BEGIN

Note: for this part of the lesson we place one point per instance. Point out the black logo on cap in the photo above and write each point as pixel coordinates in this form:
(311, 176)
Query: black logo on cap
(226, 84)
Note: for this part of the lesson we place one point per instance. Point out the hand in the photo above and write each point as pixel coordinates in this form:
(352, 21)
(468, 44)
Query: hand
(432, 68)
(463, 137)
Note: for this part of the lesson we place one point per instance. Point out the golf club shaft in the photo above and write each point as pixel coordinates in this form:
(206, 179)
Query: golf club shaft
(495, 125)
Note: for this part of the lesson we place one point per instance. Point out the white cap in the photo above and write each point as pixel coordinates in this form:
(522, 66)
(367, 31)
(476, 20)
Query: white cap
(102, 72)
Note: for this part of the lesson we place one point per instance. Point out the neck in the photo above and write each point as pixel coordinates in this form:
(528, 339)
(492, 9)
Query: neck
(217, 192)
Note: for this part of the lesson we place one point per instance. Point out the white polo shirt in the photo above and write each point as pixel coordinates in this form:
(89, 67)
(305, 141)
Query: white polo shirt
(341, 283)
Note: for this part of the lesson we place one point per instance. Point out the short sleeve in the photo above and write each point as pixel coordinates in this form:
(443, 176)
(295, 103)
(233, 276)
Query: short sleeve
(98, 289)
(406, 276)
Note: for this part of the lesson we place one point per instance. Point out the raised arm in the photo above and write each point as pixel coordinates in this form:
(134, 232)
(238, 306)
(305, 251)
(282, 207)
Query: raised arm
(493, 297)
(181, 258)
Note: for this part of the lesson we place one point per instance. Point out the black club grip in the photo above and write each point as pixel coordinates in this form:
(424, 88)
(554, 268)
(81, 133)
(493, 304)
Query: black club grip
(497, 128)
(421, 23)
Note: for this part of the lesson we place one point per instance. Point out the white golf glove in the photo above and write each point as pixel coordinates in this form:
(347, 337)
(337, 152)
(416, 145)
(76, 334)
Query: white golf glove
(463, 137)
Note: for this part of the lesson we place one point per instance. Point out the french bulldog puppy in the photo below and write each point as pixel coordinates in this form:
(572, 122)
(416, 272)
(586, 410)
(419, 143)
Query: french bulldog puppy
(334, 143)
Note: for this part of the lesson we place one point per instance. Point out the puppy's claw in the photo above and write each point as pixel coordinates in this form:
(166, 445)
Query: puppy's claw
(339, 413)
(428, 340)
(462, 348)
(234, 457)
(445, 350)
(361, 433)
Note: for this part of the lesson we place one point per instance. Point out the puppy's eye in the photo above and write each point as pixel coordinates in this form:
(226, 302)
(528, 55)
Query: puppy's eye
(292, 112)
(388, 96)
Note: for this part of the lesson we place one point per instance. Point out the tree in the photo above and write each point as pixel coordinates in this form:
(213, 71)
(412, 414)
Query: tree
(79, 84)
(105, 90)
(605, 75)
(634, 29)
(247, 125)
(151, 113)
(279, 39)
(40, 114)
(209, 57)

END

(What you are asked to do):
Please give back all of the data exactly as it appears.

(Answer to this exercise):
Note: for this part of the lesson we place one point per instance. Point out the black logo on cap in the photo above and write each point as pixel coordinates in this form:
(311, 176)
Query: black logo on cap
(226, 84)
Note: for this part of the lesson we place one point per instance. Point out the hand in the photo above and write each point as pixel coordinates in this form:
(352, 21)
(468, 44)
Query: hand
(432, 68)
(463, 137)
Note: for this part of the lesson we place one point per instance. Point out the golf club shaft in the photo above and write each point as pixel coordinates in this form:
(206, 179)
Query: golf club shaft
(495, 125)
Note: for this part of the lesson we place one point per instance. Point out the white cap in the photo above and write each point as pixel coordinates in this form:
(522, 66)
(367, 31)
(476, 20)
Query: white cap
(102, 72)
Note: for this part of the lesson we place one point per instance. Point out the neck in the photo above and write each point as pixel coordinates in this form:
(528, 339)
(492, 9)
Query: neck
(217, 192)
Note: for this part of the lesson we place one point per instance. Point out the white polo shirt in the photo above and write each point as pixel coordinates in this form:
(89, 67)
(305, 141)
Query: white polo shirt
(341, 283)
Note: for this part of the lesson we place one point per instance. Point out the short sleeve in the photo above and write each point as pixel coordinates in this form:
(443, 176)
(295, 103)
(233, 276)
Query: short sleeve
(98, 289)
(406, 276)
Note: for this part of the lesson we place one point per instance. Point out the raised arm in the photo above and write each point as pixel coordinates in this form:
(134, 232)
(238, 306)
(305, 251)
(282, 207)
Query: raised arm
(493, 297)
(181, 258)
Note: for this part of the lesson we place one point per instance. Point out the black club grip in the photo above and write each point as pixel coordinates in this form:
(424, 88)
(554, 268)
(81, 133)
(493, 304)
Query: black club grip
(497, 128)
(421, 23)
Note: for this part of the lesson we place one point per instance. Point out the white golf glove in the photo above and write each point as pixel coordinates in this form:
(347, 337)
(337, 152)
(416, 145)
(76, 334)
Query: white golf glove
(463, 137)
Note: for this part of the lesson we place one point per instance. Point out the french bulldog puppy in the photo below and write each point as pixel coordinates in this form:
(572, 122)
(416, 272)
(586, 410)
(419, 143)
Query: french bulldog puppy
(334, 143)
Note: for this part of the lesson we place one point per instance. Point out the puppy's claw in the photo above and write each point as pixel coordinates in this form:
(166, 445)
Query: puppy's claw
(339, 413)
(428, 340)
(462, 348)
(234, 457)
(445, 350)
(361, 433)
Note: for this part of the lesson we place one point per instance. Point out the puppy's eye in the photo above and write each point as pixel coordinates in this form:
(226, 302)
(528, 55)
Query: puppy's eye
(292, 112)
(388, 96)
Note: for this part of the lesson we place one point per instance. Point out the tree in the photo above and write each point as pixel coordinates in this form:
(213, 71)
(412, 414)
Query: tree
(79, 84)
(105, 90)
(605, 75)
(634, 29)
(247, 125)
(151, 113)
(279, 39)
(40, 114)
(209, 57)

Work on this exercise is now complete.